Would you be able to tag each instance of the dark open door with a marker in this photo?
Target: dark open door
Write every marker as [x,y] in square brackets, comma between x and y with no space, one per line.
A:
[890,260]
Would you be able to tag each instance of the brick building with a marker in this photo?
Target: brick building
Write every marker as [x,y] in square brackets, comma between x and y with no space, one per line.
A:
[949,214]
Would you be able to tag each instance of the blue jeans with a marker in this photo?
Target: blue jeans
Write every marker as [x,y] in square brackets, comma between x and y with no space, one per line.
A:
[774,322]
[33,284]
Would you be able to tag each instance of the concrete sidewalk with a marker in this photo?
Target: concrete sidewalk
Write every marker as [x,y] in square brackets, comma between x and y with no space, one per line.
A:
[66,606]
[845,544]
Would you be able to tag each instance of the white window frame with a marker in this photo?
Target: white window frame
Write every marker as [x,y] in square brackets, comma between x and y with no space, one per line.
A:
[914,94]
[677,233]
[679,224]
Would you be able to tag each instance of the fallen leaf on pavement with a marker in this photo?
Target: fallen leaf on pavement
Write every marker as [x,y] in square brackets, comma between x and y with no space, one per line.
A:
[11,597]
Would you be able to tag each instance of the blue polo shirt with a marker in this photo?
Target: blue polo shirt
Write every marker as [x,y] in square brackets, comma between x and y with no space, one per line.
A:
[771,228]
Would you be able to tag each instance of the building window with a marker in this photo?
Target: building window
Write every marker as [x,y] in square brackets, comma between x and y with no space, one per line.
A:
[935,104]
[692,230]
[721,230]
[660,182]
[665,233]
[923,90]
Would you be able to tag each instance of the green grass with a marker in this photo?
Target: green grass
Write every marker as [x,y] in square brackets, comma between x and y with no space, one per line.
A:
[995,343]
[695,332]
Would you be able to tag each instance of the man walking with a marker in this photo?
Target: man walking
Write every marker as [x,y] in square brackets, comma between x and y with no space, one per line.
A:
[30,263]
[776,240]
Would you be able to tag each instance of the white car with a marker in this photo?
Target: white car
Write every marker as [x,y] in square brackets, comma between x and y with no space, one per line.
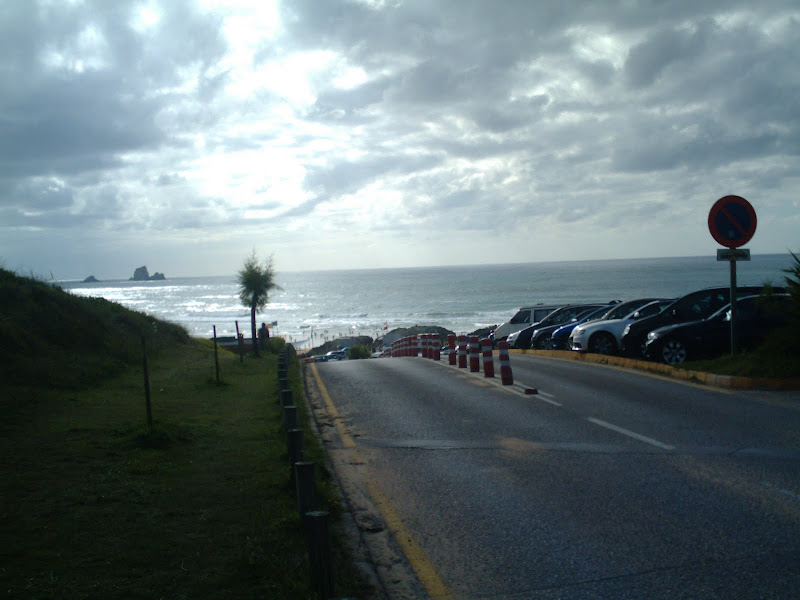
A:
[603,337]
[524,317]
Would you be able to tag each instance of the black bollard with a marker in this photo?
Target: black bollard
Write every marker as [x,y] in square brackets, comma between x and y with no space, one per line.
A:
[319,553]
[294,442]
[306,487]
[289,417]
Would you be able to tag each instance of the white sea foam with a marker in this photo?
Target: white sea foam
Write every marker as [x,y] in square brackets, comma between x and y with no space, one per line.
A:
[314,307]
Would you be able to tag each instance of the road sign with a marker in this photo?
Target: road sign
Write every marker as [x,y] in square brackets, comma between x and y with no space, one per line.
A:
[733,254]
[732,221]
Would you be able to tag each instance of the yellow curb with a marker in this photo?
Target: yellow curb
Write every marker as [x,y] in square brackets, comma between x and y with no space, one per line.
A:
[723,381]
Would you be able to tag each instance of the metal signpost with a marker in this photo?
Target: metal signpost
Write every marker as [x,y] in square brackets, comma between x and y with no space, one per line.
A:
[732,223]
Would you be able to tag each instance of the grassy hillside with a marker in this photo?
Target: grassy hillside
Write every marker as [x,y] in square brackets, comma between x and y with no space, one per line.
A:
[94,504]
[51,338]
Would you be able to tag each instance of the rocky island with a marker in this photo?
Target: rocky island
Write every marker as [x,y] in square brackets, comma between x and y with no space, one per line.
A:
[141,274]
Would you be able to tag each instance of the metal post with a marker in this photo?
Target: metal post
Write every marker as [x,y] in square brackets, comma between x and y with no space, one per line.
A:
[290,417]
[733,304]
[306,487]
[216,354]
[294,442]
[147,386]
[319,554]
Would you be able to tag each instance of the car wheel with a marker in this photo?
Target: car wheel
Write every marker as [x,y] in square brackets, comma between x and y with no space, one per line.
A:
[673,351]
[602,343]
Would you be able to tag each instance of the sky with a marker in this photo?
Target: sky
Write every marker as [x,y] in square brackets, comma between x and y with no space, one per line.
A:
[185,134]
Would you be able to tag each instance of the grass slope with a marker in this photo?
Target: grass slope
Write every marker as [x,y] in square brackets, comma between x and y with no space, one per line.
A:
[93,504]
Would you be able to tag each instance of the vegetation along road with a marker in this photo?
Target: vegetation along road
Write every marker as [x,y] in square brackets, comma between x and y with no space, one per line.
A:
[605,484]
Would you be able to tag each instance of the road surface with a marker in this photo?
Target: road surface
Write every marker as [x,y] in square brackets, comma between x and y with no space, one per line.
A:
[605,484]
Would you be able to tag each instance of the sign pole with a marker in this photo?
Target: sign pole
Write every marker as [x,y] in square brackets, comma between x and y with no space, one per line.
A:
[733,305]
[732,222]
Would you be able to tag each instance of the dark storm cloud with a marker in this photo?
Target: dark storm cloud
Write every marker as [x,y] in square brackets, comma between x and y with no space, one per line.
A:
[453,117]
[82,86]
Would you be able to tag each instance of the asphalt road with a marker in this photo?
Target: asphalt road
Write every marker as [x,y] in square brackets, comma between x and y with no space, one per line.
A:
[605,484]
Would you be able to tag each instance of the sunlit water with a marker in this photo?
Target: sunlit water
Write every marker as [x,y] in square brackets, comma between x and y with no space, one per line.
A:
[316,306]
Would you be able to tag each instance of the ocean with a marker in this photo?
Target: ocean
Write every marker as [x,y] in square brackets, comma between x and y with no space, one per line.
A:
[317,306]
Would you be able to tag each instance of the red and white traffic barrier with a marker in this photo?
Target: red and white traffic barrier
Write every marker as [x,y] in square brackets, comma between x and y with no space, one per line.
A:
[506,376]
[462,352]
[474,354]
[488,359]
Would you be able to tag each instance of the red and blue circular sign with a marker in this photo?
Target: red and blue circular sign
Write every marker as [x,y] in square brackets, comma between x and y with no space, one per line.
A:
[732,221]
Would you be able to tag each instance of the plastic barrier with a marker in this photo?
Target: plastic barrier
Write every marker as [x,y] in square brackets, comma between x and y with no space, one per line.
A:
==========
*Exercise details*. Copy out every one of the lines above word for word, and leave the pictures out of your copy.

*In response*.
Would you be able to tag each instance of the dark open door with a marker in this photo?
Target: dark open door
Write every marker as [x,y] in square brackets, comma between x and y with no space, one per line.
A:
[890,260]
Would you be able to tag each instance of the brick building with a marker in this photo?
Target: brick building
Write every marker as [x,y] in square brackets, comma between x and y with no space, one per line.
A:
[949,214]
Would you be able to tag each instance of the blue jeans with a marker in this photo?
Target: blue jeans
Write every marker as [x,y] in square brackets, comma between x and y with no space, one per line.
A:
[774,322]
[33,284]
Would you be able to tag each instance of the concrete sidewalk with a marker in this photo?
Target: concrete sidewalk
Write every marker as [x,y] in square brackets, comma between x and y with no space, one per line.
A:
[66,606]
[845,544]
Would you be able to tag each instance of the white window frame with a marker in this photo?
Target: white window frame
Write every marker as [x,y] in square brackets, comma between x and y with no space, one per line.
A:
[914,94]
[677,233]
[679,224]
Would you be able to tag each instance of the fallen leaf on pavement with a marker in this photo?
Target: fallen leaf on pavement
Write every marker as [x,y] in square brackets, comma between x and y with no space, one per line.
A:
[11,597]
Would you be able to tag each instance of the blue polo shirt with a marker in this photo?
Target: blue polo shirt
Write every marker as [x,y] in square brackets, comma between x and y with no space, one per line.
A:
[771,228]
Would you be able to tag each instance of the building window with a marker in this photo?
Target: building window
Write every marker as [x,y] in square brackets, comma between x and y with no space, one per line.
A:
[935,104]
[692,230]
[721,230]
[660,182]
[665,233]
[923,90]
Would you be able to tag each instance of the green grass with a marker in this photo?
Target: green grass
Write every marker as [x,y] in square brackets, comma between x and y with no space, one per line.
A:
[995,343]
[695,332]
Would you be able to tag each instance of the man walking with a marker in this photo?
Target: man walking
Write every marker as [x,y] in square brackets, comma between x and y with no space, one per line.
A:
[30,263]
[776,240]
Would you be able to tag each instance of the white car with a marker in this photo?
Target: white car
Write every marker as [x,y] in square brackets, comma between x and y with no space, one per line.
A:
[603,337]
[524,317]
Would you be able to tag each instance of the black bollard with a marker in this photo?
Target: black bollard
Write every marker as [x,y] in square brackets, comma between x and y with no space, one per line.
A:
[319,553]
[294,442]
[306,487]
[289,417]
Would you be able to tag each instance of the white sea foam with a marker in this photo?
Target: white sea foam
Write every marker as [x,y] in square brackets, comma between x and y with no space, one per line.
A:
[314,307]
Would you be able to tag each instance of the road sign with a marker in this photo?
Target: road sign
Write every marker as [x,y] in square brackets, comma between x and y with no space, one per line.
A:
[733,254]
[732,221]
Would you be able to tag each instance of the yellow curb with a marker in this photo?
Target: yellow curb
Write every marker as [x,y] in square brackets, comma between x and y with no space, one per line.
A:
[723,381]
Would you be able to tag each instance of the metal signpost with a marker in this photo?
Target: metal signpost
Write every marker as [x,y] in square brackets, comma between x and y with no space, one per line.
A:
[732,223]
Would you be able to tag each instance of the grassy hillside with a marker in this photo?
Target: grassy hillside
Write every marker as [x,y] in square brackets, comma between x and y with no space, one per line.
A:
[94,504]
[51,338]
Would you be able to tag each instance of the rocky island with a marker in this photo?
Target: rocky island
Write every marker as [x,y] in square brackets, comma between x and y with no space, one per line.
A:
[141,274]
Would you be able to tag each instance of the metal post with a marker in this photo?
Target: metal post
Write every marker as [x,y] in square brackets, comma between x and y with no space, one per line.
A:
[290,417]
[733,304]
[306,487]
[216,354]
[294,442]
[147,386]
[319,554]
Would you be able to tag each instance of the car wheel with a marker in this photo?
Target: car wheel
Write every marker as [x,y] in square brackets, comma between x and y with no space, one per line.
A:
[673,351]
[602,343]
Would you be able to tag each instance of the sky with a marker in this photo?
Target: sky
Write every marker as [x,y] in square brackets, comma between x and y with no space, one per line.
A:
[185,134]
Would you be able to tag each instance of the grass slope with a marker in this photo?
Target: grass slope
Write every marker as [x,y] in square brackets, comma between x and y with no space, one per line.
A:
[93,504]
Would you be able to tag each instance of the vegetation along road with a marker in this photo?
Target: vegetation along road
Write every marker as [x,y] in square brackets, comma between x and y with no space, one per line.
A:
[605,484]
Would you be able to tag each instance of the road surface with a marker in this photo?
Target: road surface
Write every marker as [x,y] in square brackets, comma between x and y with no space, one per line.
A:
[605,484]
Would you be able to tag each instance of the sign pole with a marker in this photo?
Target: sign pole
Write every marker as [x,y] in square brackets, comma between x and y with no space, one per line.
A:
[733,305]
[732,222]
Would you be able to tag each instance of the dark storm cloud with a marker in this photo?
Target: dark storm cloud
Write every marker as [x,y] in square brackets, comma between x and y with no space, one per line.
A:
[453,117]
[82,86]
Would you be able to tag each instance of the asphalt road with a marker in this photo?
Target: asphalt road
Write every marker as [x,y] in square brackets, comma between x and y with no space, one per line.
A:
[605,484]
Would you be able to tag each instance of the sunlit water with a marker in this photo?
Target: sunlit water
Write every marker as [x,y] in square brackets, comma between x and y with no space, one per line.
A:
[316,306]
Would you be able to tag each instance of the ocean with a marker in this photo?
Target: ocean
Write every marker as [x,y] in square brackets, comma between x and y with no space, one per line.
A:
[317,306]
Would you be able to tag each instance of the red and white traffic barrier with a marker in this photo?
Target: red and white traffic barrier
Write every marker as [x,y] in square brackets, comma between x and y with no space, one per line.
A:
[506,376]
[462,352]
[474,354]
[488,359]
Would you be able to tag each instance of the red and blue circular sign with a marker in this photo?
Target: red and blue circular sign
Write every marker as [x,y] in square brackets, comma between x and y with no space, one per line.
A:
[732,221]
Would you be able to tag each instance of the plastic barrier with a marker in this photo?
Target: plastic barrier
Write every marker as [x,y] in square brackets, comma between x and y with no space, one per line.
A:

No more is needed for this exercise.